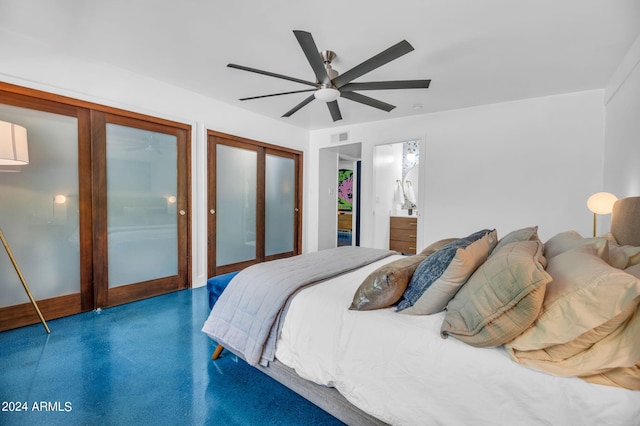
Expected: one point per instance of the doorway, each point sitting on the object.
(396, 186)
(339, 196)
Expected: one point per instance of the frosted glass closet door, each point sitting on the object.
(39, 209)
(280, 188)
(141, 201)
(236, 201)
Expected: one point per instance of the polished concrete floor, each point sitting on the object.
(144, 363)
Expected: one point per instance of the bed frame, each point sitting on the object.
(625, 224)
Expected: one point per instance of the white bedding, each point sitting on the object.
(398, 368)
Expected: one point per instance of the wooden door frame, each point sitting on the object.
(10, 94)
(105, 296)
(213, 138)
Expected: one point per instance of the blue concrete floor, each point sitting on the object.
(144, 363)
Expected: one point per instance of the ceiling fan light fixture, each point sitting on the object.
(327, 94)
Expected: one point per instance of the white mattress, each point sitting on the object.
(398, 368)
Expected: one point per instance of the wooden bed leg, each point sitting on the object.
(217, 352)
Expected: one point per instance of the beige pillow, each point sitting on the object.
(586, 292)
(501, 299)
(385, 286)
(621, 257)
(613, 349)
(634, 270)
(524, 234)
(463, 264)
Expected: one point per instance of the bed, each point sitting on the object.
(531, 332)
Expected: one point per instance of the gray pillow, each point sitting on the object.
(433, 267)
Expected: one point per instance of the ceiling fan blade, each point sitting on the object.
(394, 52)
(357, 97)
(313, 55)
(271, 74)
(334, 109)
(383, 85)
(277, 94)
(297, 107)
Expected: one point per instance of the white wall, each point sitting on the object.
(28, 64)
(503, 166)
(327, 225)
(622, 136)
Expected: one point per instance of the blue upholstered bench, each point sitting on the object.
(215, 287)
(217, 284)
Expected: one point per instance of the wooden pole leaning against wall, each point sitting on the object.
(24, 283)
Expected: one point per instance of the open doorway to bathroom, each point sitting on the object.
(396, 215)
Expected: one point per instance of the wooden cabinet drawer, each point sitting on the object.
(403, 234)
(406, 247)
(404, 223)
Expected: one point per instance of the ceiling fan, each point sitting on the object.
(330, 85)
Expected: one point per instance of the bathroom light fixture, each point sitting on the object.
(13, 145)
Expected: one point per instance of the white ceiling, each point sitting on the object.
(474, 51)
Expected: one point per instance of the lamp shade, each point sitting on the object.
(13, 144)
(601, 202)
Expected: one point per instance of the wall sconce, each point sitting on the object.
(13, 145)
(600, 203)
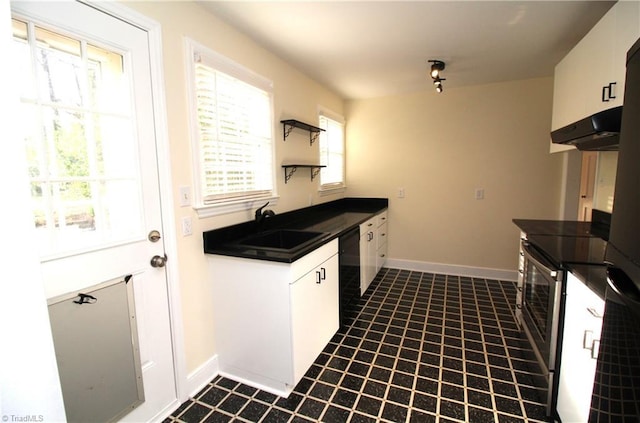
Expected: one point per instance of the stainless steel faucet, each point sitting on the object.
(260, 215)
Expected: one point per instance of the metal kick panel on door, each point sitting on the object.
(97, 351)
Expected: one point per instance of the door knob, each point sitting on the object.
(158, 261)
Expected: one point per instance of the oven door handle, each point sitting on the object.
(531, 254)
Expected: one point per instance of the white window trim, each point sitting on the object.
(234, 69)
(331, 189)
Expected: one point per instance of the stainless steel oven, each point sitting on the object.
(539, 305)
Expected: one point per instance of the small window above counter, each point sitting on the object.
(289, 124)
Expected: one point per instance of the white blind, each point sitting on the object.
(235, 135)
(331, 152)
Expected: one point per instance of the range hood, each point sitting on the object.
(599, 132)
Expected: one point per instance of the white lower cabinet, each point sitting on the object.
(367, 254)
(273, 319)
(581, 338)
(314, 314)
(373, 248)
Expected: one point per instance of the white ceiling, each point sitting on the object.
(364, 49)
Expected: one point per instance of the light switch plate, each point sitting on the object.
(185, 196)
(187, 226)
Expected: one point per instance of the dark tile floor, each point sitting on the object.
(418, 347)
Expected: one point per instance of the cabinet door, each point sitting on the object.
(381, 246)
(314, 314)
(627, 31)
(581, 334)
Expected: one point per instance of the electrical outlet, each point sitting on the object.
(185, 196)
(187, 227)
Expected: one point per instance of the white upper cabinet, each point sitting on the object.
(591, 76)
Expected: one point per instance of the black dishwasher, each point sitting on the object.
(349, 272)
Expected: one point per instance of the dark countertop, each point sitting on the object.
(554, 227)
(578, 246)
(333, 219)
(594, 277)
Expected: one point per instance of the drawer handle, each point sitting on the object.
(587, 340)
(594, 312)
(595, 347)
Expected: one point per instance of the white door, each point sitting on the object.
(88, 133)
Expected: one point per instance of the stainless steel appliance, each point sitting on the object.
(349, 257)
(540, 307)
(616, 395)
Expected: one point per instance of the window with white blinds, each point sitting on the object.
(331, 153)
(233, 117)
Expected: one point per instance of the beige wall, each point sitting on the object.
(295, 96)
(440, 148)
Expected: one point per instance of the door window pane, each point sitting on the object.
(79, 138)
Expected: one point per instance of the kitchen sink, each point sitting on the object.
(281, 239)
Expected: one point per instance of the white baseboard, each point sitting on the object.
(199, 378)
(452, 269)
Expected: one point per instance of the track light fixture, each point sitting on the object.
(437, 66)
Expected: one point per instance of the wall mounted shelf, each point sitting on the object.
(290, 169)
(289, 124)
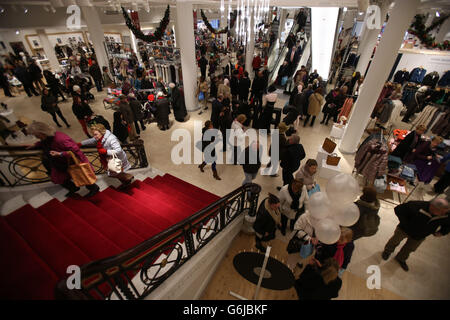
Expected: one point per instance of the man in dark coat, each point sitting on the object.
(96, 74)
(24, 76)
(136, 107)
(268, 218)
(244, 87)
(215, 112)
(293, 154)
(409, 143)
(418, 220)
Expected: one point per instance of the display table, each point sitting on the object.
(337, 131)
(327, 171)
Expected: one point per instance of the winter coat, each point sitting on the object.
(308, 179)
(406, 145)
(310, 285)
(112, 145)
(368, 222)
(178, 105)
(162, 113)
(293, 154)
(60, 142)
(286, 201)
(325, 251)
(316, 101)
(303, 225)
(126, 111)
(417, 222)
(224, 90)
(136, 107)
(82, 110)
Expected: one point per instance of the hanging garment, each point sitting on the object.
(346, 109)
(417, 75)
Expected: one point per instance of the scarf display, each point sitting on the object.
(339, 255)
(103, 159)
(275, 214)
(295, 198)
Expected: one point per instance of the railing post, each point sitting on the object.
(189, 240)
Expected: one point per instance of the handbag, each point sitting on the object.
(115, 164)
(81, 173)
(294, 244)
(306, 249)
(333, 159)
(328, 145)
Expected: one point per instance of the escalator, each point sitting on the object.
(278, 55)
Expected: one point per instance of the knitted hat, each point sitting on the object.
(369, 194)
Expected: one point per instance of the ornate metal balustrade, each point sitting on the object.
(22, 167)
(137, 272)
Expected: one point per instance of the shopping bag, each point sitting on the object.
(328, 145)
(115, 164)
(294, 244)
(306, 249)
(81, 173)
(333, 159)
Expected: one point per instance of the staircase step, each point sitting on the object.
(167, 188)
(78, 231)
(125, 215)
(166, 215)
(50, 244)
(123, 237)
(24, 275)
(149, 215)
(190, 188)
(185, 208)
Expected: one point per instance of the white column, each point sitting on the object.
(283, 15)
(399, 20)
(251, 43)
(95, 29)
(48, 49)
(369, 41)
(186, 43)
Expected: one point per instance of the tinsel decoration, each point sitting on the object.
(157, 35)
(418, 29)
(221, 31)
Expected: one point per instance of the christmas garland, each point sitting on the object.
(418, 29)
(157, 35)
(211, 28)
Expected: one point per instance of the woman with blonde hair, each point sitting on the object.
(108, 145)
(56, 147)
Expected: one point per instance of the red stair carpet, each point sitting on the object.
(37, 245)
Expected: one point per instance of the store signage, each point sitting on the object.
(135, 19)
(74, 20)
(373, 15)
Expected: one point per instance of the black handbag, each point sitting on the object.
(294, 244)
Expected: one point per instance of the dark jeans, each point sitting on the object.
(443, 183)
(98, 84)
(59, 113)
(307, 119)
(137, 126)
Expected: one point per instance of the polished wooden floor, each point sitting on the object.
(227, 279)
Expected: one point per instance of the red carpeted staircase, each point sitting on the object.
(37, 245)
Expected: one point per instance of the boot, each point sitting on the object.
(215, 175)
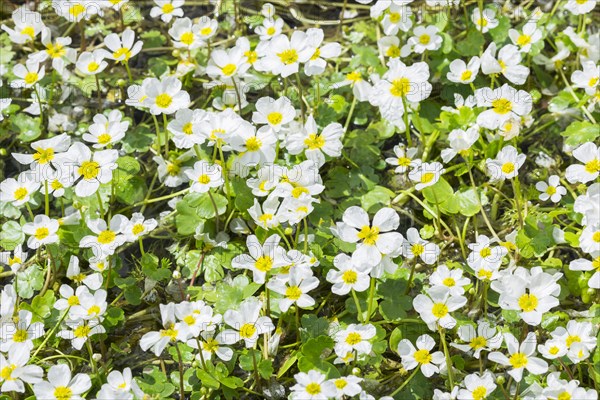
####################
— WHAT IS BEING ASKED —
Rename "staircase" as "stairway" in the listing lines from the one containing "Expected: one point per instance of the red carpeted" through the end of the listing, changing nothing else, and give only those lines back. Leave the pictures out of your answer.

— WRITTEN RESPONSE —
Expected: one point per instance of the red carpeted stairway, each point sitting on the object.
(37, 245)
Expected: one point per instance of the boot, each point sitting on the object.
(215, 175)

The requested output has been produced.